What the task requires
Take the records below and copy them exactly.

Data supplied section start

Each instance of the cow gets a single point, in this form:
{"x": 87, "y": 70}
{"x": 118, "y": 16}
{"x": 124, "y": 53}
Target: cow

Data supplied section end

Written response
Each instance of the cow gets a single point, in this form:
{"x": 87, "y": 70}
{"x": 118, "y": 16}
{"x": 124, "y": 53}
Target: cow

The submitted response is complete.